[TUGAS YANG DIKERJAKAN]
1. Sebutkan semua nama orang yang disebut dalam bacaan tentang arah pembangunan NTB.
2. Sambunglah bacaan tentang arah pembangunan NTB mulai dari kalimat terakhirnya.

[BACAAN YANG DIBERIKAN]

=======

Oleh: Irwan Julkarnain, SM. – Mahasiswa Magister Ekonomi Universitas Mataram
Sejak dilantik pada 20 Februari 2025, publik kembali bertanya tentang arah kebijakan pembangunan Nusa Tengarar Barat lima tahun mendatang. Situasi publik seperti ini hadir bukan tanpa alasan. Sebab, tinggal menghitung hari Gubernur dan Wakil Gubernur NTB, Iqbal-Dinda menggenapi 100 hari kerja-nya, tetapi kondisi NTB masih jalan di tempat dan bahkan belum ada kebijkan yang benar-benar bisa dirasakan dampakanya oleh masyarakat. Jusrtu ada kondisi yang amat rentan dalam lenskap ekonomi kita.

=======

Bagian dari berkas data
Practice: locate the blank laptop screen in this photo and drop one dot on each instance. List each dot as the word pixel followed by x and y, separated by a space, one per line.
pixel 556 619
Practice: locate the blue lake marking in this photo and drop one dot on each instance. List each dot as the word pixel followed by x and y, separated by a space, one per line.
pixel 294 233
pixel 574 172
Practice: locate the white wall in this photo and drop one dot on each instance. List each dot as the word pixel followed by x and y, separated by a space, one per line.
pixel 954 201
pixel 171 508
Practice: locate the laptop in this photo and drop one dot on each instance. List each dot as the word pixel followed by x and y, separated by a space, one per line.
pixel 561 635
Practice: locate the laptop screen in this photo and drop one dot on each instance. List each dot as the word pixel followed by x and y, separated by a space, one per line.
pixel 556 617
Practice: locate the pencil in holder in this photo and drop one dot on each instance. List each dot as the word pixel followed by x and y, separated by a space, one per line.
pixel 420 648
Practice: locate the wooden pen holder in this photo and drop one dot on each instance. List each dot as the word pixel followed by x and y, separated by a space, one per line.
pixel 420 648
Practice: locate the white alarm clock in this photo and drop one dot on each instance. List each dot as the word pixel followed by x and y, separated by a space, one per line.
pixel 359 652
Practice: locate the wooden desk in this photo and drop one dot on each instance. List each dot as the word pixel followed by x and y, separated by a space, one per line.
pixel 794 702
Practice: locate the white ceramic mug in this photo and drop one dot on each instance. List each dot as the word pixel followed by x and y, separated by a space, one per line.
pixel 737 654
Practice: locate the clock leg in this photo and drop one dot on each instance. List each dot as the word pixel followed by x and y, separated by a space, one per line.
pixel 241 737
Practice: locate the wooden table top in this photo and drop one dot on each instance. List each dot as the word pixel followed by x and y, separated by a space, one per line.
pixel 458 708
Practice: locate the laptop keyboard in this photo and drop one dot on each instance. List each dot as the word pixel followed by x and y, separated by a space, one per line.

=======

[JAWABAN TIAP TUGAS]
1. Irwan Julkarnain, Iqbal, Dinda

2.
Dimana menurut Data Badan Pusat Statistik (BPS) menunjukkan pertumbuhan ekonomi NTB mengalami kontraksi dua kali lipat: minus 1,47 persen secara tahunan (y-on-y) dan juga minus 2,32 persen secara kuartalan (q-to-q) pada Triwulan I 2025. Pada kuartal I ini, kontraksi pertumbuhan ekonomi NTB sebagian besar akibat mandeknya ekspor tambang. Sektor ini biasanya menyumbang lebih dari 20 persen terhadap ekonomi NTB, tapi pada awal 2025 ekspornya nihil. Data tersebut setidaknya memberikan gambaran, bahwa ekonomi tanah Bumi Gora ini berada di titik rentan dan rawan. Meetings, Incentives, Conventions and Exhibitions (MICE) dilakukan beberapa hari yang lalu, Tetapi ini hanya bersifat pada sektor tersier (Jasa dan Pariwisata). Tidak bisa menjawab persoalan kelesuan ekonomi sekarang. Mengingat eknomi lokal NTB juga banyak bertumpu pada pertanian, perikanan, dan UMKM. Sehingga mengandalkan event ini saja tidak cukup tanpa memperkuat fondasi ekonomi dasar justru ini akan memperlebar ketimpangan.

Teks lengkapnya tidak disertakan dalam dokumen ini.